[Фрагмент страницы]:
>>

Тень от шпаги. Морфология литературного произведения
Илья Михайлович Франк
В этой книге идет разговор о ряде существенных линий в текстах русской, а также западноевропейской литературы (о «линии» зеркала, о «линии» страха падения, о «линии» кружения или кольца, о «линии» восточного чужеземца…). Кроме того, вы увидите, как эти «линии», сопрягаясь между собой, образуют единую динамическую картину.
Илья Франк
Тень от шпаги. Морфология литературного произведения
В моем камине я жгу угли, которые из-за их круглой и однородной формы называют головами монахов. Когда однажды огонь почти угас, я достаю из камина угольную штуку фантастического вида. Петушья голова с роскошным гребешком на почти человеческом туловище с перекрученными членами. Это было похоже на демона из средневекового шабаша ведьм.
На другой день я вынимаю из камина великолепную группу из двух пьяных карликов, которые обнимаются, в то время как их одеяния раздуваются на ветру. Это шедевр примитивного ваяния.

<<

Строки, входящие в набор данных

>>

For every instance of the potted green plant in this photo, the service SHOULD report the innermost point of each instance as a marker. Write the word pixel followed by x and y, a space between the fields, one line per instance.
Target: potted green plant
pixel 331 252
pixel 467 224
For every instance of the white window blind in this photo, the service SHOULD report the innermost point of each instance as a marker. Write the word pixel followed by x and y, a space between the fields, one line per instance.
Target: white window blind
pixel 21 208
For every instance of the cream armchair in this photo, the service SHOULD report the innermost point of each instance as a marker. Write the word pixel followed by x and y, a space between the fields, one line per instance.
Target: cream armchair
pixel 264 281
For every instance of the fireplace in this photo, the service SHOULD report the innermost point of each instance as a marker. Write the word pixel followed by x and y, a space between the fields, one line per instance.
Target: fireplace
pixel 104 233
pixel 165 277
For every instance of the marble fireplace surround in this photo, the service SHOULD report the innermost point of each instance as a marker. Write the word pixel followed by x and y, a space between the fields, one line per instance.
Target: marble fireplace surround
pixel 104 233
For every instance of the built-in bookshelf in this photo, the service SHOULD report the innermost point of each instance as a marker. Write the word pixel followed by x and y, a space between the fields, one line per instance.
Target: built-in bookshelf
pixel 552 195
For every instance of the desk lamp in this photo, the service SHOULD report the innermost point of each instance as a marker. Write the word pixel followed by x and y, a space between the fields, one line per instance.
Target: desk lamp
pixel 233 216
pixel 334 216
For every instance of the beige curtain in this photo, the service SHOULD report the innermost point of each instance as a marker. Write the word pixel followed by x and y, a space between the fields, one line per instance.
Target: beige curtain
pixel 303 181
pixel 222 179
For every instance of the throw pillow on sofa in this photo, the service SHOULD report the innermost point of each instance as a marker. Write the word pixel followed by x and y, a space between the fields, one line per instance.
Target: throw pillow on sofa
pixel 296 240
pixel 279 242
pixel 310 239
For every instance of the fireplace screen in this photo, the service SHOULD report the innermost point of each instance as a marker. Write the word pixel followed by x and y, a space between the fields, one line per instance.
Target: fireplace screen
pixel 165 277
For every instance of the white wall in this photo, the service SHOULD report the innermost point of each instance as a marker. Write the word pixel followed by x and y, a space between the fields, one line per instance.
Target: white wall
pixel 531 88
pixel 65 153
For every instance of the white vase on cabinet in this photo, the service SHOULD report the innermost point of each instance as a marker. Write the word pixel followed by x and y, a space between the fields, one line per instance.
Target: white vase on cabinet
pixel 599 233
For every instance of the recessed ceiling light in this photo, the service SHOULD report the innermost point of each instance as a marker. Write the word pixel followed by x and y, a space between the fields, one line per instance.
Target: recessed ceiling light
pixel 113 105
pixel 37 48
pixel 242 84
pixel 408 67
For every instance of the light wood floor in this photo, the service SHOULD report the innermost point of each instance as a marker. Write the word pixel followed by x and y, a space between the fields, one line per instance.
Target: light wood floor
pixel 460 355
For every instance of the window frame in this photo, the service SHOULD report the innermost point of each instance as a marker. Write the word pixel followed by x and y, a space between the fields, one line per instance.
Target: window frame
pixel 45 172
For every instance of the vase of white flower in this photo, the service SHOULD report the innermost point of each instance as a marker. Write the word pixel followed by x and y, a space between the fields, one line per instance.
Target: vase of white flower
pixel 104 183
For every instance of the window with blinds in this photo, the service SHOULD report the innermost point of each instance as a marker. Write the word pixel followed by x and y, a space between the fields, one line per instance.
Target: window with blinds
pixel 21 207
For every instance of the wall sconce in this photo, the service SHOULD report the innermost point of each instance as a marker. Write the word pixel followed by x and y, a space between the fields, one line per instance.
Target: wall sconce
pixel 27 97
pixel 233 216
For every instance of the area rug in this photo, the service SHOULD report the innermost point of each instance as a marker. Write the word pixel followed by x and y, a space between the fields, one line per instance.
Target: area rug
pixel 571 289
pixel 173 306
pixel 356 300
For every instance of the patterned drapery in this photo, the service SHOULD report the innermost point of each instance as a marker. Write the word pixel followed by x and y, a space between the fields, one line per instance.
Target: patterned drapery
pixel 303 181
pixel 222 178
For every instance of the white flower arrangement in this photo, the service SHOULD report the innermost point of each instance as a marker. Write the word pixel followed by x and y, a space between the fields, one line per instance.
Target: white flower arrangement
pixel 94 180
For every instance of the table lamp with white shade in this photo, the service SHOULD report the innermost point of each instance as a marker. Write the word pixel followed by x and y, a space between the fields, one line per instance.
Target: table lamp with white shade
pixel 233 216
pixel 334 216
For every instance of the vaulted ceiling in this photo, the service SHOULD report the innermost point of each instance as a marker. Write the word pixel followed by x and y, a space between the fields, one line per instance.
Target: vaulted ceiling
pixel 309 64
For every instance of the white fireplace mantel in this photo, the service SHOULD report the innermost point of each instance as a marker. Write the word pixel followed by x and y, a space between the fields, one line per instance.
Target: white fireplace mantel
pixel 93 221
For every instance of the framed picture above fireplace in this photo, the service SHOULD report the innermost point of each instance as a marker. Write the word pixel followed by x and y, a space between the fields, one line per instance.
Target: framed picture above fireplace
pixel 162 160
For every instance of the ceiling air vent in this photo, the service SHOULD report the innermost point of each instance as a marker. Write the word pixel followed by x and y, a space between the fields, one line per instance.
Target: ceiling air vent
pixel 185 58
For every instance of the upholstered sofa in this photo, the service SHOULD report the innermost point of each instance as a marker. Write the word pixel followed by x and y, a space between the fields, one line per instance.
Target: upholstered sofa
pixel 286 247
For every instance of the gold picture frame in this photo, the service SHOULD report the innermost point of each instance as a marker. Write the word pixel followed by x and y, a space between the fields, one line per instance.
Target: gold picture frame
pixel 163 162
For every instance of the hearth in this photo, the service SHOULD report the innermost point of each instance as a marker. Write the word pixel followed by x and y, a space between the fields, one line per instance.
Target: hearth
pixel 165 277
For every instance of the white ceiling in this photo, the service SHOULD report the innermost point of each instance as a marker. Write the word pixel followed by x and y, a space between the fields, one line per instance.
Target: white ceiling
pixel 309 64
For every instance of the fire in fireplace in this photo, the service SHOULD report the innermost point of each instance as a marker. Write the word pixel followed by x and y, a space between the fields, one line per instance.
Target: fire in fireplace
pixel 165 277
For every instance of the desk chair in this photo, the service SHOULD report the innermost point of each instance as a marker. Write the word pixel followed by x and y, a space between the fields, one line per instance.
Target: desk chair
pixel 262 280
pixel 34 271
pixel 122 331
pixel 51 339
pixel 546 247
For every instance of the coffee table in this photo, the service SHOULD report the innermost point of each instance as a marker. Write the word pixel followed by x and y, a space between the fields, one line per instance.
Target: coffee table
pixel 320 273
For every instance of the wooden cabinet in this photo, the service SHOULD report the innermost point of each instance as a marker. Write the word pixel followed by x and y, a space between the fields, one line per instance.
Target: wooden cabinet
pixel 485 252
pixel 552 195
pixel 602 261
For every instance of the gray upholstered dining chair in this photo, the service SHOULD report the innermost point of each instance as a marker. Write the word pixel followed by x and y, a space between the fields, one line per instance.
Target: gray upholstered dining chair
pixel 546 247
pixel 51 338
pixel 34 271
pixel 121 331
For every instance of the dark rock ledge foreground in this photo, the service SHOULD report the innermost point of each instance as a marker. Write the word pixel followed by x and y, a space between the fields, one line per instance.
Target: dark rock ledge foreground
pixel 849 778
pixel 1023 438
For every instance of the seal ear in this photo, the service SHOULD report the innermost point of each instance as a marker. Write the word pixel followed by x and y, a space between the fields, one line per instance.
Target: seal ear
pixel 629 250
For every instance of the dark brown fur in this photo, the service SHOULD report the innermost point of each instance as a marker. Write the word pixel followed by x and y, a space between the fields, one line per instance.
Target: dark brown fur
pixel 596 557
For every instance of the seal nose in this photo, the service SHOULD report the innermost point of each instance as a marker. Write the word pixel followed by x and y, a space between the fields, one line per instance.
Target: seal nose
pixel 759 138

<<

[Вопросы и задания]:
- A) Ответьте по фрагменту на вопросы, каждый на отдельной строке:
(i) О текстах литературы каких стран идет разговор в книге?
(ii) Как называют угли, которые жгут в камине?
(iii) На что была похожа угольная штука фантастического вида?
- B) Отредактируйте фрагмент: перепишите всё от слов «На другой день» и вниз до слов «шедевр примитивного ваяния.», заменив «карликов» на «гномов».
Для ответов используйте только сам фрагмент.

[Ответы по номерам]:
- A)
(i) О текстах русской, а также западноевропейской литературы.
(ii) Их называют головами монахов.
(iii) На демона из средневекового шабаша ведьм.

- B)
На другой день я вынимаю из камина великолепную группу из двух пьяных гномов, которые обнимаются, в то время как их одеяния раздуваются на ветру. Это шедевр примитивного ваяния.